§ **Instructions to follow**: Please give the listing again with each "innermost point" switched to "central point", leaving everything else as it is.

(Dataset listing on where objects appear)
----

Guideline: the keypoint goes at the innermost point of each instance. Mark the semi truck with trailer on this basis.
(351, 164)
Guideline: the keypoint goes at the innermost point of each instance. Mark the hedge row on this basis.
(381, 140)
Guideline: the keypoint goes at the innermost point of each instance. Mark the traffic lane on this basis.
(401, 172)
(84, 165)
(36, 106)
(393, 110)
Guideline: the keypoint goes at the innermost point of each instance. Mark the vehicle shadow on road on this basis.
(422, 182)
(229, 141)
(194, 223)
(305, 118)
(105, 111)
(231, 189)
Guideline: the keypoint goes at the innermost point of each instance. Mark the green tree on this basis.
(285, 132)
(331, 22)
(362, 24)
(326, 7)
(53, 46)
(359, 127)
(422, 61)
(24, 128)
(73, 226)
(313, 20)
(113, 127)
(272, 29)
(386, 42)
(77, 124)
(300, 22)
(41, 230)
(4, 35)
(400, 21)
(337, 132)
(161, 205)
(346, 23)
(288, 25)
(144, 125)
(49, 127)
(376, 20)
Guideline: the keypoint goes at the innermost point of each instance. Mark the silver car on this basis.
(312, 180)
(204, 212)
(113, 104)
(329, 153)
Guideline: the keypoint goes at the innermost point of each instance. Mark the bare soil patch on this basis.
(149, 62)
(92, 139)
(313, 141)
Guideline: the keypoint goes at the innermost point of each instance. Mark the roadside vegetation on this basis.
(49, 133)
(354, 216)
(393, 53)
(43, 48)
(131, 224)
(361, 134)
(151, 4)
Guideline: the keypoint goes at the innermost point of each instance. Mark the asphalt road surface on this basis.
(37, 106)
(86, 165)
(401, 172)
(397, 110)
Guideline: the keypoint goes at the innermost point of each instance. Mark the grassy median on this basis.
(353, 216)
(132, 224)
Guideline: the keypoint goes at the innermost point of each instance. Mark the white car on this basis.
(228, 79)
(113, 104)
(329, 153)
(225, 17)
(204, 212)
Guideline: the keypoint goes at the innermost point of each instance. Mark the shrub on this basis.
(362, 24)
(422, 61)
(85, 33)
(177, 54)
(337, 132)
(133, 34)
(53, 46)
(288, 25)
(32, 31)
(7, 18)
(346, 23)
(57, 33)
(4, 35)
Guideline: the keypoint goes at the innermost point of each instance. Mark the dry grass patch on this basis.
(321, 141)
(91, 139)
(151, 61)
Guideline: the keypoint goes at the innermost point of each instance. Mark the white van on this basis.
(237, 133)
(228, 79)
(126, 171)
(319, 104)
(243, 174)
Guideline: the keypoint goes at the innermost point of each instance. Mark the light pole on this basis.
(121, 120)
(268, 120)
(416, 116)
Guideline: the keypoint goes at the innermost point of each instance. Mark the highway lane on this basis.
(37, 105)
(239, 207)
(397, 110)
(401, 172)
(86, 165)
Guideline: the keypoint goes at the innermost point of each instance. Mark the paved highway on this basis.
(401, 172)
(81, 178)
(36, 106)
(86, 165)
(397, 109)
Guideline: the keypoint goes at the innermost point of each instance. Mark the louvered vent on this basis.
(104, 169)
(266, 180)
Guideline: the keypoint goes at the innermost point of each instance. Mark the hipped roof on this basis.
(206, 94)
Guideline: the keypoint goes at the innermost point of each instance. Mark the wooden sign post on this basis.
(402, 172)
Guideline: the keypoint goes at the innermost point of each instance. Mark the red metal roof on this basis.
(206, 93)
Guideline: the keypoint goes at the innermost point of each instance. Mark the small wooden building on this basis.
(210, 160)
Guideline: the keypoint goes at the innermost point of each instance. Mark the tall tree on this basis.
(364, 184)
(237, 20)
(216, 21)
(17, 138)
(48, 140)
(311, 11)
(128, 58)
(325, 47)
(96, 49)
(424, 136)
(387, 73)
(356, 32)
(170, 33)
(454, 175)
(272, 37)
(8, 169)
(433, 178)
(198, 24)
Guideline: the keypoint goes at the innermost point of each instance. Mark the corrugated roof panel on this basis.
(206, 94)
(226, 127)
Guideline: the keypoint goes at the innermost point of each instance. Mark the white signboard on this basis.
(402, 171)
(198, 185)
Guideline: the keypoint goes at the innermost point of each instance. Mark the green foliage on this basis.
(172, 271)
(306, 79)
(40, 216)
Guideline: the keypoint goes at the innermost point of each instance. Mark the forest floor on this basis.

----

§ **Result for this task**:
Guideline: the keypoint goes at the central point of each instance. Mark the semi truck with trailer on this basis.
(351, 164)
Guideline: the keypoint goes at the central point of each instance. Mark the hedge row on this basis.
(381, 140)
Guideline: the keypoint goes at the central point of each instance. Mark the traffic lane on this basis.
(401, 172)
(84, 165)
(36, 106)
(393, 110)
Guideline: the keypoint goes at the central point of each instance. Mark the vehicle shadow on road on this basis.
(422, 182)
(229, 141)
(194, 223)
(305, 118)
(105, 111)
(231, 189)
Guideline: the keypoint goes at the central point of each instance. Mark the green tree on this basis.
(285, 132)
(331, 22)
(362, 24)
(326, 7)
(53, 46)
(359, 127)
(422, 61)
(24, 128)
(73, 226)
(313, 20)
(113, 127)
(272, 29)
(386, 42)
(77, 124)
(300, 22)
(41, 230)
(4, 35)
(400, 21)
(337, 132)
(161, 205)
(346, 23)
(288, 25)
(144, 125)
(49, 127)
(376, 20)
Guideline: the keypoint goes at the central point of each instance. Mark the silver car on this basis.
(312, 180)
(204, 212)
(113, 104)
(329, 153)
Guideline: the keypoint goes at the central point of each instance. Mark the bare soil patch on this basis.
(149, 62)
(92, 139)
(313, 141)
Guideline: the keypoint goes at the central point of each instance. Mark the roadside vegetation on this basis.
(49, 133)
(354, 216)
(393, 53)
(43, 48)
(131, 224)
(361, 134)
(151, 4)
Guideline: the keypoint goes at the central point of each instance. Mark the asphalt road surface on this basis.
(37, 106)
(86, 165)
(401, 172)
(397, 110)
Guideline: the keypoint goes at the central point of each instance. Mark the grassy median on this basis.
(353, 216)
(132, 224)
Guideline: the keypoint goes at the central point of each instance. Mark the white car on this basis.
(228, 79)
(113, 104)
(329, 153)
(225, 17)
(204, 212)
Guideline: the keypoint goes at the central point of each instance. Mark the shrub on this basis.
(362, 24)
(422, 61)
(85, 33)
(177, 54)
(337, 132)
(133, 34)
(53, 46)
(288, 25)
(32, 31)
(7, 18)
(346, 23)
(57, 33)
(4, 35)
Guideline: the keypoint goes at the central point of each instance. Mark the dry grass patch on this basis.
(321, 141)
(91, 139)
(151, 61)
Guideline: the keypoint goes at the central point of each instance. Mark the white van on this basis.
(237, 133)
(228, 79)
(126, 171)
(319, 104)
(243, 174)
Guideline: the keypoint goes at the central point of each instance. Mark the light pole on this basis.
(121, 120)
(268, 120)
(416, 116)
Guideline: the keypoint goes at the central point of each instance. Mark the highway lane on this basis.
(37, 105)
(239, 207)
(397, 110)
(401, 172)
(86, 165)
Guideline: the keypoint goes at the central point of each instance. Mark the paved highway on this basis.
(401, 172)
(81, 178)
(36, 106)
(86, 165)
(397, 109)
Guideline: the keypoint goes at the central point of each instance. Mark the louvered vent on this basis.
(104, 169)
(266, 180)
Guideline: the keypoint goes at the central point of each instance. Mark the hipped roof on this basis.
(206, 94)
Guideline: the keypoint goes at the central point of each instance. Mark the wooden sign post on this basis.
(402, 172)
Guideline: the keypoint goes at the central point of each instance. Mark the red metal roof on this basis.
(206, 93)
Guideline: the keypoint goes at the central point of each instance. Mark the small wooden building on this basis.
(210, 160)
Guideline: the keypoint goes at the central point of each instance. Mark the tall tree on this basis.
(364, 184)
(237, 20)
(216, 21)
(17, 138)
(48, 140)
(311, 11)
(128, 58)
(325, 47)
(96, 49)
(424, 136)
(387, 73)
(356, 32)
(170, 33)
(454, 175)
(272, 37)
(8, 169)
(433, 178)
(198, 24)
Guideline: the keypoint goes at the central point of each instance. Mark the corrugated roof panel on this basis.
(206, 94)
(226, 127)
Guideline: the keypoint goes at the central point of each instance. Mark the white signboard on this basis.
(402, 171)
(198, 185)
Guideline: the keypoint goes at the central point of each instance. Mark the green foliage on this basis.
(172, 271)
(306, 79)
(40, 216)
Guideline: the keypoint goes at the central point of each instance. Mark the forest floor on this basis.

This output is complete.